* _GIVEN TEXT_
_ _ _
Bolden’s father had been living with him and his grandfather for about two weeks and Bolden said he felt like his father was really trying to do better. He’d been shadowing his grandfather, going everywhere he went. Bolden was at Taco Bell late one night when he got a phone call. His grandfather had taken his father over to one of his grandfather’s friends. People started drinking and Bolden’s father got in a disagreement with another man. The man shot him in the head, killing him instantly. It was a crushing blow for both Bolden and his grandfather.

Of course, this story is just a part of Bolden’s life. Through all of the ups and downs of his personal life, he has maintained a 4.0 grade point average while playing football, basketball, and baseball. His ability to pay half the bills, maintain an excellent GPA, and play three sports was unbelievable to friends, teachers, and coaches. It seemed that no one worked harder than Bolden. He would do his homework before games, after work, and during any spare moment of class time he had. And remember, this was a teenager working as hard as any adult.

Bolden has had exceedingly caring coaches who have helped him in any way they could. He is especially close to coach Keith Moore and his family who have been looking out for Bolden as early as fourth grade. Bolden says Moore is like a father to him and Moore said he considers Bolden to be his son.
_ _ _
* _SUPPLIED RECORDS_
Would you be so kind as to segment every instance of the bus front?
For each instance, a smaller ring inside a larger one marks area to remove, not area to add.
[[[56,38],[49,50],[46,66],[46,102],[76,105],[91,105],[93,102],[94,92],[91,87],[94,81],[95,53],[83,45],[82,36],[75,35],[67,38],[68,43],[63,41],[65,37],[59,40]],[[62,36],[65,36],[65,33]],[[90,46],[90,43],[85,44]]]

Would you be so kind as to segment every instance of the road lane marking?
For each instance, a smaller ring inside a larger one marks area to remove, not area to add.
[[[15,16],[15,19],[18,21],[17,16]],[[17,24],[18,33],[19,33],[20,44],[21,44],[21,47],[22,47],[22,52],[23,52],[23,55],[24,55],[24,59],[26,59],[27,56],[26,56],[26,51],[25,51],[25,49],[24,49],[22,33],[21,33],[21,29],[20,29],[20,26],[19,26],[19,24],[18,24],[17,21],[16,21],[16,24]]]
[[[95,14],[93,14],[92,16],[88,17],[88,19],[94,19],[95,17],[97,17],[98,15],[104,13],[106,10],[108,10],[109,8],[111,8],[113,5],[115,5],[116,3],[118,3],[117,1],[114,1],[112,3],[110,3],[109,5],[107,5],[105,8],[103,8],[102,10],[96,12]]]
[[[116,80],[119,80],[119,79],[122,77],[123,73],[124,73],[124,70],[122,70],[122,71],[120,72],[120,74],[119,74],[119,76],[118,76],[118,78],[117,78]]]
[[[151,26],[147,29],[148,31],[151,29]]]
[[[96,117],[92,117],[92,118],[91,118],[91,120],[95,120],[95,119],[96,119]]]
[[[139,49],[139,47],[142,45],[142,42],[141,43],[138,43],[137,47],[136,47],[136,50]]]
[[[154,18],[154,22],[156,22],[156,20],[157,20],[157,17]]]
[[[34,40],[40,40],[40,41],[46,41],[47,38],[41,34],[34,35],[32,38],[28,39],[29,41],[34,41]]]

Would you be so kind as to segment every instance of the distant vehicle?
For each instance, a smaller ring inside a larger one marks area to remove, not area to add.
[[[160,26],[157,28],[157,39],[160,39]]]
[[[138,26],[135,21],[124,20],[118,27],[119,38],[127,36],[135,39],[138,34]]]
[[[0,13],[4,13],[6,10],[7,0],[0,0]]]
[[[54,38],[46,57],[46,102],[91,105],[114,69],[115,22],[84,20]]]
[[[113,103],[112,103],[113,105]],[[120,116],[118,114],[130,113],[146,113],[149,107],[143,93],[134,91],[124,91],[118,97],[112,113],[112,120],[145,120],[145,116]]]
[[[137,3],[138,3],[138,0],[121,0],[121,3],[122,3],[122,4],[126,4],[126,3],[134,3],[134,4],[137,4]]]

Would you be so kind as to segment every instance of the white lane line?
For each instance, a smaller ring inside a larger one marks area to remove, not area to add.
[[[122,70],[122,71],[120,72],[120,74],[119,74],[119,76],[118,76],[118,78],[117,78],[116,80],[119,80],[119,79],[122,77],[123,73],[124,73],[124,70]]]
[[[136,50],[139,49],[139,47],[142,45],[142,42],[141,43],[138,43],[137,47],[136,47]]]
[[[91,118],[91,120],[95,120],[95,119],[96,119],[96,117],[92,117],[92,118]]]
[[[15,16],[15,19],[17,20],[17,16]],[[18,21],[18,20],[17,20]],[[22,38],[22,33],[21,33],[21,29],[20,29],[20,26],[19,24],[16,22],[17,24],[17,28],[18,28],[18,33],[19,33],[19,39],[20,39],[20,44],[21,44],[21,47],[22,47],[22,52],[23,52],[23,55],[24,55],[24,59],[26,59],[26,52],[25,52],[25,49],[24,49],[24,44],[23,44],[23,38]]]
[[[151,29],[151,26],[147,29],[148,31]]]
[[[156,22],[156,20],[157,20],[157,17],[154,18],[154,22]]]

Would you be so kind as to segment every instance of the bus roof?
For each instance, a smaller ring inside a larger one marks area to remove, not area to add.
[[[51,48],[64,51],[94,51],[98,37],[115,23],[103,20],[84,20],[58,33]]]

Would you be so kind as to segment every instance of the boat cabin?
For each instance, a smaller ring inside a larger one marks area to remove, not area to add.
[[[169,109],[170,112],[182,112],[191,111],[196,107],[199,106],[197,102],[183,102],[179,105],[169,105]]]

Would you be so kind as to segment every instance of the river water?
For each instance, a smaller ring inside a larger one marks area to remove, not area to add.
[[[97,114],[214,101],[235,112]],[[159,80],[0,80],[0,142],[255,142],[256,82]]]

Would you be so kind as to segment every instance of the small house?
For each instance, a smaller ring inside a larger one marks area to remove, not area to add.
_ _ _
* _BRIEF_
According to the story of Bolden's life, what grade point average did he maintain while playing three sports?

* _TASK OUTPUT_
He maintained a 4.0 grade point average.